The Traffic Light Monitoring Center and the SIMO system, part of the "Cancún Fluye" strategy, adjust signal timing based on real traffic, starting downtown.

Cancun traffic light monitoring center with real-time traffic screens

The Benito Juárez municipal government unveiled its Traffic Light Monitoring Center and the Mobility Information System (SIMO) on July 17. The tools already track 117 of Cancun's 178 signalized intersections in real time as part of the "Cancún Fluye" (Cancun Flows) strategy.

The announcement was led by Landy Guadalupe Canché Pantoja, acting head of the municipal government, and Héctor Sánchez Tirado, head of the urban planning institute (IMPLAN). According to city hall, the traffic light network is distributed across six zones, and coordination work began in the downtown area.

What changes for drivers?

With traffic lights connected in a network, the city can see how vehicles behave at each intersection, adjust green and red light timing to match demand, and prioritize the most congested crossings. In practice, that means signals along a corridor can be synchronized during rush hour so traffic flows more continuously, instead of running on fixed timers that treat 6 a.m. and 2 p.m. the same.

Coordinate annotation records:

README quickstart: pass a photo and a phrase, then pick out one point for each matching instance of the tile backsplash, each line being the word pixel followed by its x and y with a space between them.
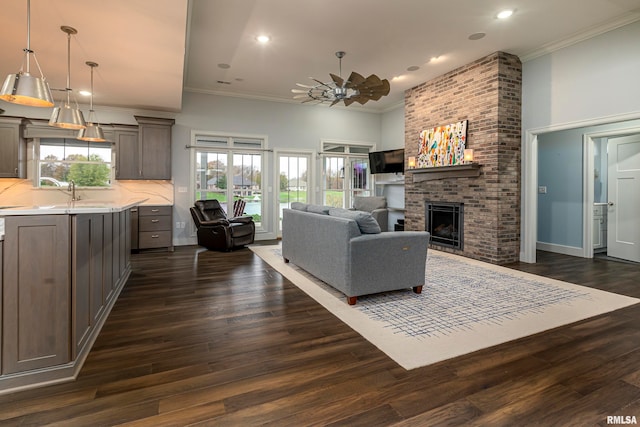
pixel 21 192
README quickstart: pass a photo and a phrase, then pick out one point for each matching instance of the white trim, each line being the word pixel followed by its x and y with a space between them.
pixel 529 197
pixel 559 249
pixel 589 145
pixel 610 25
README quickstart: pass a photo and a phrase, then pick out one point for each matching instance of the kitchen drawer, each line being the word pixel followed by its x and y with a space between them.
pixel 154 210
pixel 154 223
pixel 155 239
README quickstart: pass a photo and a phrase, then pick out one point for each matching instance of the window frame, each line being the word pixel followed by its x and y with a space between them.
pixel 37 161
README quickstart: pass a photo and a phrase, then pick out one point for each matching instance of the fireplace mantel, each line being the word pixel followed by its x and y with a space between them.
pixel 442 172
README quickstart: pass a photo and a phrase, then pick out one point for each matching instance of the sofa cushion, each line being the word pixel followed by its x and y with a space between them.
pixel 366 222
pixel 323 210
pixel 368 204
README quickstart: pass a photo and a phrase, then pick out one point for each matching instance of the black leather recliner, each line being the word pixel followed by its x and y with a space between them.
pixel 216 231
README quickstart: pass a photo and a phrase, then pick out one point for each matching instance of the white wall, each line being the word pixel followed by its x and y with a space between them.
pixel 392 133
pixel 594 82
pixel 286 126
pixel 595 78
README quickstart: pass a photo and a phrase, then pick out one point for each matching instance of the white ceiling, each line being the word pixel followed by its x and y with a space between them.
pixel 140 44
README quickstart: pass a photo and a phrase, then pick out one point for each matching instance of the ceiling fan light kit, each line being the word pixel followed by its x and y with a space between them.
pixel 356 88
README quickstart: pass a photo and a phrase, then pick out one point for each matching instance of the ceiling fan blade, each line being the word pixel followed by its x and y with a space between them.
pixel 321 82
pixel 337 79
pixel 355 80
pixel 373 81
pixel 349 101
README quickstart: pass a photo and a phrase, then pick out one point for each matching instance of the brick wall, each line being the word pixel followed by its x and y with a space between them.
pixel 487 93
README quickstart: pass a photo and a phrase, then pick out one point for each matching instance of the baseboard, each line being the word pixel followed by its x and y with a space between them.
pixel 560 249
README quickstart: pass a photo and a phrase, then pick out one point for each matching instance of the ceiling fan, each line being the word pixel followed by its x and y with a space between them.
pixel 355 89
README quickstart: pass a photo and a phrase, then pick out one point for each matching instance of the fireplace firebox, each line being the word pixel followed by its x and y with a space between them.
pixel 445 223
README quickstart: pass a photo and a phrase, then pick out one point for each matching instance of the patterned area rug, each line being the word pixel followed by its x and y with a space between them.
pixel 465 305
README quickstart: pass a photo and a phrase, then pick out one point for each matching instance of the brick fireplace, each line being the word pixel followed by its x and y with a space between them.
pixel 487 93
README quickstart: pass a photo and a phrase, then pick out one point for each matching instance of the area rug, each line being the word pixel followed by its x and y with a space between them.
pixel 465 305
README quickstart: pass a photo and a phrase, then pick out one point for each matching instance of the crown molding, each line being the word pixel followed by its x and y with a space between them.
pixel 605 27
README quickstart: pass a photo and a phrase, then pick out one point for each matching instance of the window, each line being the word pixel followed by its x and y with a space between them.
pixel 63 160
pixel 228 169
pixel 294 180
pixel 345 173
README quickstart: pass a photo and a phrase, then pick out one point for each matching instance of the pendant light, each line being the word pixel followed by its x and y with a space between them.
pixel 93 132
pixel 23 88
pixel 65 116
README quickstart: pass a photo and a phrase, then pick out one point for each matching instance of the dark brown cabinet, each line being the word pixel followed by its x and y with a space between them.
---
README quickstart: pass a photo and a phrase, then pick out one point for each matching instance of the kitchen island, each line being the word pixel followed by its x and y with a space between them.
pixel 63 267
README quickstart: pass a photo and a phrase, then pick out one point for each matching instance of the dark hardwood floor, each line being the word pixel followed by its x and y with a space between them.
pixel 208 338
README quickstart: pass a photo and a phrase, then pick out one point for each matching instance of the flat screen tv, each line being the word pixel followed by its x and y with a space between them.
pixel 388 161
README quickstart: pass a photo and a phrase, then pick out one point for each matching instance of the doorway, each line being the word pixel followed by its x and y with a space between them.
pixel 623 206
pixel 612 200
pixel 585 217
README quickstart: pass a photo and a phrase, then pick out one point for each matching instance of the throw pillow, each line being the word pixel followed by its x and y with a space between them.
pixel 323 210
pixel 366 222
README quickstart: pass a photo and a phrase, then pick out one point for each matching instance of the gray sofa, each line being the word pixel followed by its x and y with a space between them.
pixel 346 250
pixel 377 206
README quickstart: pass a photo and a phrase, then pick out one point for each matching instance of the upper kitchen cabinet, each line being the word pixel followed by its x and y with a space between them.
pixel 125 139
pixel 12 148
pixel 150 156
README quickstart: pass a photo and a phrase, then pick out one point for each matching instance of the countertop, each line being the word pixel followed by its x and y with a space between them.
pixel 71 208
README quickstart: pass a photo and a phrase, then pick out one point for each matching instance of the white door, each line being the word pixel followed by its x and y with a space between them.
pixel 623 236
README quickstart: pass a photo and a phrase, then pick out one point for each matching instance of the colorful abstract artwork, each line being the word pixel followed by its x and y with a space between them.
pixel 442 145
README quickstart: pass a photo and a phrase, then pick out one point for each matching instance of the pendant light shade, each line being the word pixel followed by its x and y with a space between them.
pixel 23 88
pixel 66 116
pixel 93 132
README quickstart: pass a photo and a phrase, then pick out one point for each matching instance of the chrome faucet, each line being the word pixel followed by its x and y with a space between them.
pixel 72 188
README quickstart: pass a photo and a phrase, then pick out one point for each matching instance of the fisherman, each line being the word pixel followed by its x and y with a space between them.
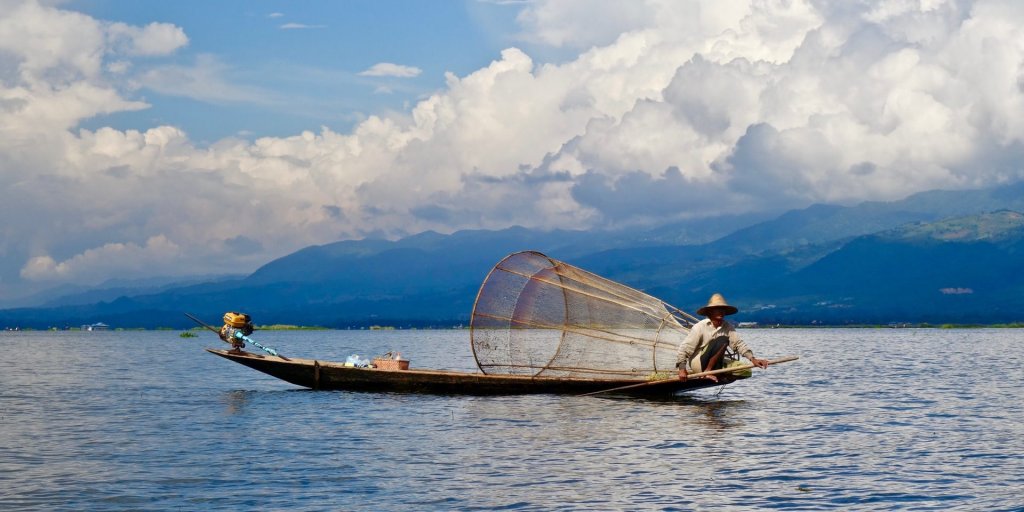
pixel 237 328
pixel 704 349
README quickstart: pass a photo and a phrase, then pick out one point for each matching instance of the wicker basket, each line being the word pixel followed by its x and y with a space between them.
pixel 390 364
...
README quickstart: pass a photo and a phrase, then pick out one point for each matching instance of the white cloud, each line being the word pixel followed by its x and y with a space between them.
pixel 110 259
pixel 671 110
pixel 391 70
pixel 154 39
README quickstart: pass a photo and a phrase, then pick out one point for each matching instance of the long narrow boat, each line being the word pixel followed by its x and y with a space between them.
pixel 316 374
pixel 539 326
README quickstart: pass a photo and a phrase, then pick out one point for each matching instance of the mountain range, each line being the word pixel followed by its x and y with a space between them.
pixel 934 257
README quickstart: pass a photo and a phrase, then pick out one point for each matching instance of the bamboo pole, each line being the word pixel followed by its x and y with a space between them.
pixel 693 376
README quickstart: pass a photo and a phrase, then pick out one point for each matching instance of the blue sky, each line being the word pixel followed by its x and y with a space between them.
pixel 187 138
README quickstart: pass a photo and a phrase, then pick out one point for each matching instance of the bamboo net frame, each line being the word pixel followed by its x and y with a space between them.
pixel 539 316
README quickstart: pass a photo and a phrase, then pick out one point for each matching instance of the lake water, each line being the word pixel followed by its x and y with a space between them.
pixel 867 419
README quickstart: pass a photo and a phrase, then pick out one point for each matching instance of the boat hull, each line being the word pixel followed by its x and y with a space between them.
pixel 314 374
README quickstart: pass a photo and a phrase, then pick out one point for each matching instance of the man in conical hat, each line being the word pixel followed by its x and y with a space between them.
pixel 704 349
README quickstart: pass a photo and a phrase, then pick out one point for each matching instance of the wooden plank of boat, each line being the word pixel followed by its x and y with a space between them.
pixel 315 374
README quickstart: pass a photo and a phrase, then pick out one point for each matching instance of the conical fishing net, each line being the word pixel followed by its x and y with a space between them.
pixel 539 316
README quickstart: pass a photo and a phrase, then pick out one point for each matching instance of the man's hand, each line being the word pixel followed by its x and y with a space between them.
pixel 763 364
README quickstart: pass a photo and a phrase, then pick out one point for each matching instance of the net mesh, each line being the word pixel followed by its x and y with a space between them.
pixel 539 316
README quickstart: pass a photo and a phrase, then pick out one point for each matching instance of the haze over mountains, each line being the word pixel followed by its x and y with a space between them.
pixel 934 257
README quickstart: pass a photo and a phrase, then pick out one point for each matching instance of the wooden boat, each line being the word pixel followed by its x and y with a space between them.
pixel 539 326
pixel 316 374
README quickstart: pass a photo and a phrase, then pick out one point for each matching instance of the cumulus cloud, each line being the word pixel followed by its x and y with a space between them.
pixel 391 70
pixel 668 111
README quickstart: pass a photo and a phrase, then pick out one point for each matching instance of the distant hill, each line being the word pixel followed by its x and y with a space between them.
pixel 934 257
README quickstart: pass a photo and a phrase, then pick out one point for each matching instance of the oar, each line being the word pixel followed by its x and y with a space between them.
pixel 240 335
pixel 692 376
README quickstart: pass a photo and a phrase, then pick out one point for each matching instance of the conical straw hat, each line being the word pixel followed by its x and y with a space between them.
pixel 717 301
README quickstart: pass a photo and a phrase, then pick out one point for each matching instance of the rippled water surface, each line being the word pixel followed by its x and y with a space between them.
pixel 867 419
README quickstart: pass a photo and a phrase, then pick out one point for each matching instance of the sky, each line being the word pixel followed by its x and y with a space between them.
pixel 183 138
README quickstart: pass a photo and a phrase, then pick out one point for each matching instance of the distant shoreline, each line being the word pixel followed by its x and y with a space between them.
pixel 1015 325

- [What is asked]
Write the next part of the article on Cancun's traffic light monitoring center, picking up after its final sentence. The rows above stand apart from the text and are unrelated to it.

- [Response to the task]
"SIMO is a tool that provides reliable information on traffic behavior," city hall said when presenting the system.

What's still missing

Current coverage leaves out 61 signalized intersections not yet integrated into the monitoring network. The city did not give a timeline for connecting them, so benefits will be felt first downtown and along corridors already in the network.

Why it matters in Cancun

The city funnels resident traffic, tourist transportation and cargo through a handful of main avenues, so bottlenecks at key intersections ripple across the whole grid. Centralized signal management is the same principle other cities use to create "green waves" on saturated corridors: it doesn't eliminate traffic, but it cuts unnecessary stops and dead time at red lights when no one is crossing.

If you drive or ride public transit daily, no action is needed on your part — adjustments happen from the monitoring center. Just note that while timing is being calibrated, some intersections may behave differently than you're used to.